Goal of the exercise
Please reproduce only the lines from the one that has "Target: woman's hand on handlebar" through the one that has "144), (91, 142)]", replacing every "background" with "outside" and leaving everything else unchanged.

Given data
'''
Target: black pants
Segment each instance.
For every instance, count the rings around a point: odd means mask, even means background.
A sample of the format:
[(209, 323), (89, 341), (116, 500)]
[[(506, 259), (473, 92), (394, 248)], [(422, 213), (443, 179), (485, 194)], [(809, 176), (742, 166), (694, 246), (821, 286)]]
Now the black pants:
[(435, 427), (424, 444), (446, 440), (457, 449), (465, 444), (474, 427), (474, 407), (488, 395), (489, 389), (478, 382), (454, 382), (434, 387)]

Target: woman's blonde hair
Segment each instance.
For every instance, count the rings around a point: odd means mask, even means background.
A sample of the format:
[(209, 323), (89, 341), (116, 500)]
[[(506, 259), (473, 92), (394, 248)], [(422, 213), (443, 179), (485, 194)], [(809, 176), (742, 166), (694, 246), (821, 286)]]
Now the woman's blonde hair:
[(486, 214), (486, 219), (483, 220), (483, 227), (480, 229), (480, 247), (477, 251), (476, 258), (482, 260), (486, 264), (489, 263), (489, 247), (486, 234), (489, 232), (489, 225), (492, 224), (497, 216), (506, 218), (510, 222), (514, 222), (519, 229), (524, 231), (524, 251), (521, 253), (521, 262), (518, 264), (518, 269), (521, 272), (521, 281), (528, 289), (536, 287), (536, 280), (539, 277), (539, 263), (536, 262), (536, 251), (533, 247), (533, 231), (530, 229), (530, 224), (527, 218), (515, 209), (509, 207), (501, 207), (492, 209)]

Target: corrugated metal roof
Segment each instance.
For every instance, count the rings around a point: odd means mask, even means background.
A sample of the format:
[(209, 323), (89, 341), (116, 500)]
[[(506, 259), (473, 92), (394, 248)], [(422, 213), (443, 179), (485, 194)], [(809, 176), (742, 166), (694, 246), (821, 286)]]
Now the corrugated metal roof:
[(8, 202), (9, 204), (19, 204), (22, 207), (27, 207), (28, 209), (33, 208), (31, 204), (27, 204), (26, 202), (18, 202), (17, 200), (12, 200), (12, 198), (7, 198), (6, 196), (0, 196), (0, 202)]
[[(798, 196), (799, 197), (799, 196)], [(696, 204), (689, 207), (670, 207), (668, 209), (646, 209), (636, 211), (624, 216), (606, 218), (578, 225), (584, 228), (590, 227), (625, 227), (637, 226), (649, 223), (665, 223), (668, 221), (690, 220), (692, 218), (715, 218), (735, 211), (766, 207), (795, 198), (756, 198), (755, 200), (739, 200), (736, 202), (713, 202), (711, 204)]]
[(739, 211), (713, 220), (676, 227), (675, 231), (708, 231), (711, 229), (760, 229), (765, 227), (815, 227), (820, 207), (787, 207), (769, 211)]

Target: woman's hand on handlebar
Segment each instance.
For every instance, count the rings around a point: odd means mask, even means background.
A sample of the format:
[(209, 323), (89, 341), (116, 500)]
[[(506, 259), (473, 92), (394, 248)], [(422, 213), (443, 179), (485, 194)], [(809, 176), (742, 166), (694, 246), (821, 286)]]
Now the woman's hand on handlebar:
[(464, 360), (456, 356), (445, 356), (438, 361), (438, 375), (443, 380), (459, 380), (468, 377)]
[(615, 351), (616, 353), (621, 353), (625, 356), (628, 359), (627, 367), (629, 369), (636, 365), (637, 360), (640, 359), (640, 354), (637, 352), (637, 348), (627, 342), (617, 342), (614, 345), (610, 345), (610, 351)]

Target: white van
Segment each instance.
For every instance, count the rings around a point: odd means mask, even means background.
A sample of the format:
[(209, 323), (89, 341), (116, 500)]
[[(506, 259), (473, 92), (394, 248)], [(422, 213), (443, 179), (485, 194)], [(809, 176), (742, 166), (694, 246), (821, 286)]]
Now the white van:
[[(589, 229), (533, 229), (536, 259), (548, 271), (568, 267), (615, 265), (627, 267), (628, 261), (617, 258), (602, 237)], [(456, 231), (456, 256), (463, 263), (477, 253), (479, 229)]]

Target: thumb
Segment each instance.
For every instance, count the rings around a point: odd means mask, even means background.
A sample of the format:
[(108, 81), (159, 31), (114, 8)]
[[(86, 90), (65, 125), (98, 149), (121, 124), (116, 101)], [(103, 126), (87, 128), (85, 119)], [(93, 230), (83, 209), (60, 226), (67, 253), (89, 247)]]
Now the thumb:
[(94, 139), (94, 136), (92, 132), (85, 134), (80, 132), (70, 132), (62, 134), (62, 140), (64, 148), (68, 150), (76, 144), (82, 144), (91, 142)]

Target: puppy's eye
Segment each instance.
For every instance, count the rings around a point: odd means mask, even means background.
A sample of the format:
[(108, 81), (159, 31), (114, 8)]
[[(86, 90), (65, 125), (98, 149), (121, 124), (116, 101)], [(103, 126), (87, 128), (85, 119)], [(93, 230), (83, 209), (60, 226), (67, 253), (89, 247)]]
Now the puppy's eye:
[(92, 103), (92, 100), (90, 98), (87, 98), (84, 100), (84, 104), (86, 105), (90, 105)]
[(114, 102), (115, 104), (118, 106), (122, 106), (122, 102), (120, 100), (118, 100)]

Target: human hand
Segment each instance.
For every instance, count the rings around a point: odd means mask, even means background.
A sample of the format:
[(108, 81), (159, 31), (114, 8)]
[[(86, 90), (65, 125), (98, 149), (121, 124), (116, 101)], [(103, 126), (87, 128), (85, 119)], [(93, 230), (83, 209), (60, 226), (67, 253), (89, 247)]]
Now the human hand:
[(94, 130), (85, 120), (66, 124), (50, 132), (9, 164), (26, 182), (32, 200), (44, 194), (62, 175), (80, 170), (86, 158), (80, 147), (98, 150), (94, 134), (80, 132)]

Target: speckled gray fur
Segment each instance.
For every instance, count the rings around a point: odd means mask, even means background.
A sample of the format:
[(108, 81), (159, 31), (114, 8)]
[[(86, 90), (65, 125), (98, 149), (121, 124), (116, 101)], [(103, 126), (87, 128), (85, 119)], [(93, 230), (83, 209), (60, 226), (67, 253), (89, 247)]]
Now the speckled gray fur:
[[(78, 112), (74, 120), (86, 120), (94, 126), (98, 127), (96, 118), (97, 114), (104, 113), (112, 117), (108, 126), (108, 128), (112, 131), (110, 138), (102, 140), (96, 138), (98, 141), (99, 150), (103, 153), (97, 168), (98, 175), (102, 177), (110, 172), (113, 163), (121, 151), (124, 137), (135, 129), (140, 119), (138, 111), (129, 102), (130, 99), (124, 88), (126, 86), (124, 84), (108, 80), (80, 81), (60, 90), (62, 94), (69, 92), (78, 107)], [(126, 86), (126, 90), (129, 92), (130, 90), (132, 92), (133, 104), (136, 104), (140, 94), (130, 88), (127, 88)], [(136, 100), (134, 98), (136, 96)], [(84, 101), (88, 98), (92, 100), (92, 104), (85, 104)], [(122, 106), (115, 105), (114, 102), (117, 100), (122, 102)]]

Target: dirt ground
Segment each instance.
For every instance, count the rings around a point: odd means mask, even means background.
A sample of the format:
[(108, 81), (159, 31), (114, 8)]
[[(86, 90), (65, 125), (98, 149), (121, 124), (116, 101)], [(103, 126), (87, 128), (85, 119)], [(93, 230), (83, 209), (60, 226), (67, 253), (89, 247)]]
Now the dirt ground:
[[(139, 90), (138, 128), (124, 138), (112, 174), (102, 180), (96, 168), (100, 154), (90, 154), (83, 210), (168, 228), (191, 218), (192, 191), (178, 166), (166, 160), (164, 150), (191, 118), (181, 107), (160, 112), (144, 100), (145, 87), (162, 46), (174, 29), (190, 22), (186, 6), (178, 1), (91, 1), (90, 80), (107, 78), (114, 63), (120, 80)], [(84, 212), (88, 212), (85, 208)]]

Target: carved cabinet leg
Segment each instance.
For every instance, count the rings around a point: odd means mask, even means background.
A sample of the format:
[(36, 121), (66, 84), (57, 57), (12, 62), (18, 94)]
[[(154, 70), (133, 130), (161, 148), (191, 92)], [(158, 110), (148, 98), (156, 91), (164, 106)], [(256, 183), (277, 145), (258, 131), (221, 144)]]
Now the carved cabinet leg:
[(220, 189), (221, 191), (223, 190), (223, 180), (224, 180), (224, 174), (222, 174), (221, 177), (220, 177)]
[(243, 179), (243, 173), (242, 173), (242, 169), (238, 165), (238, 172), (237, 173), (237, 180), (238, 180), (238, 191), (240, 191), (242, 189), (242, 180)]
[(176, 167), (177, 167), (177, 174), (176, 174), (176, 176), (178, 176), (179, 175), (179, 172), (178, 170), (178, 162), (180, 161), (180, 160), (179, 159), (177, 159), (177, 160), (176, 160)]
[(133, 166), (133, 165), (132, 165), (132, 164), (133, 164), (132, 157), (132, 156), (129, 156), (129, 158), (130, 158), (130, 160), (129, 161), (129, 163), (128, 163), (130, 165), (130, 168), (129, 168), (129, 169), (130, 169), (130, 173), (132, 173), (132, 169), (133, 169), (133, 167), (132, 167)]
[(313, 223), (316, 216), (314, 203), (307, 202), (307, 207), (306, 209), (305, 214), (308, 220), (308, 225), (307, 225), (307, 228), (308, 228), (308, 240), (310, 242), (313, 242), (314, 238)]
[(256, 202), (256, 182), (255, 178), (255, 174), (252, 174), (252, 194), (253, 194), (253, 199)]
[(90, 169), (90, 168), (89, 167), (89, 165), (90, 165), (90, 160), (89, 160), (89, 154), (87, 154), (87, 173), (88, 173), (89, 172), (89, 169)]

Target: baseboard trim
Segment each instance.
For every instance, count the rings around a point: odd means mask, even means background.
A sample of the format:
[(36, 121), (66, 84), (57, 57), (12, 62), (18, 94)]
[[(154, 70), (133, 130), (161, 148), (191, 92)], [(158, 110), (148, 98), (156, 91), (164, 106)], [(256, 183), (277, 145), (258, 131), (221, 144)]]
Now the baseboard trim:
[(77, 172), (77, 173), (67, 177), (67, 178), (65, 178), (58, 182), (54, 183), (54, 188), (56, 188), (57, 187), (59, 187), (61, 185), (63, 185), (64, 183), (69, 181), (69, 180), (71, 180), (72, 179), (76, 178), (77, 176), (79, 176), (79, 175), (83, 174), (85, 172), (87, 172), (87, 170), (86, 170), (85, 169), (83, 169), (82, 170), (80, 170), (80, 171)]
'''
Answer for this exercise
Target: woman's hand on handlebar
Segment each instance.
For every instance, count the rings around a point: odd means mask, even means outside.
A sample of the format:
[(209, 323), (89, 341), (116, 500)]
[[(506, 259), (473, 92), (394, 248)], [(422, 213), (443, 179), (485, 194)], [(809, 176), (742, 166), (694, 246), (821, 286)]]
Now the woman's hand on handlebar:
[(464, 360), (456, 356), (445, 356), (438, 361), (438, 375), (443, 380), (459, 380), (468, 377)]
[(615, 351), (616, 353), (621, 353), (625, 356), (628, 359), (627, 367), (629, 369), (636, 365), (637, 360), (640, 359), (640, 354), (637, 352), (637, 348), (627, 342), (617, 342), (614, 345), (610, 345), (610, 351)]

Target: white van
Segment each instance.
For every instance, count the rings around a point: odd means mask, even means outside.
A sample of the format:
[(209, 323), (89, 341), (116, 500)]
[[(506, 259), (473, 92), (394, 248)], [(422, 213), (443, 179), (485, 194)], [(809, 176), (742, 166), (694, 246), (821, 286)]]
Now the white van:
[[(589, 229), (533, 229), (536, 259), (548, 271), (568, 267), (615, 265), (627, 267), (628, 261), (617, 258), (602, 237)], [(456, 231), (456, 256), (463, 263), (477, 253), (479, 229)]]

Target: thumb
Segment each instance.
For every instance, count the rings around a point: odd means mask, even means outside.
A sample of the format:
[(108, 81), (159, 31), (114, 8)]
[[(86, 90), (65, 125), (98, 149), (121, 124), (116, 101)], [(103, 126), (87, 128), (85, 119)], [(93, 230), (83, 209), (60, 226), (67, 253), (89, 247)]]
Now the thumb:
[(94, 139), (94, 136), (92, 132), (85, 134), (80, 132), (70, 132), (62, 134), (62, 140), (64, 148), (68, 150), (76, 144), (82, 144), (91, 142)]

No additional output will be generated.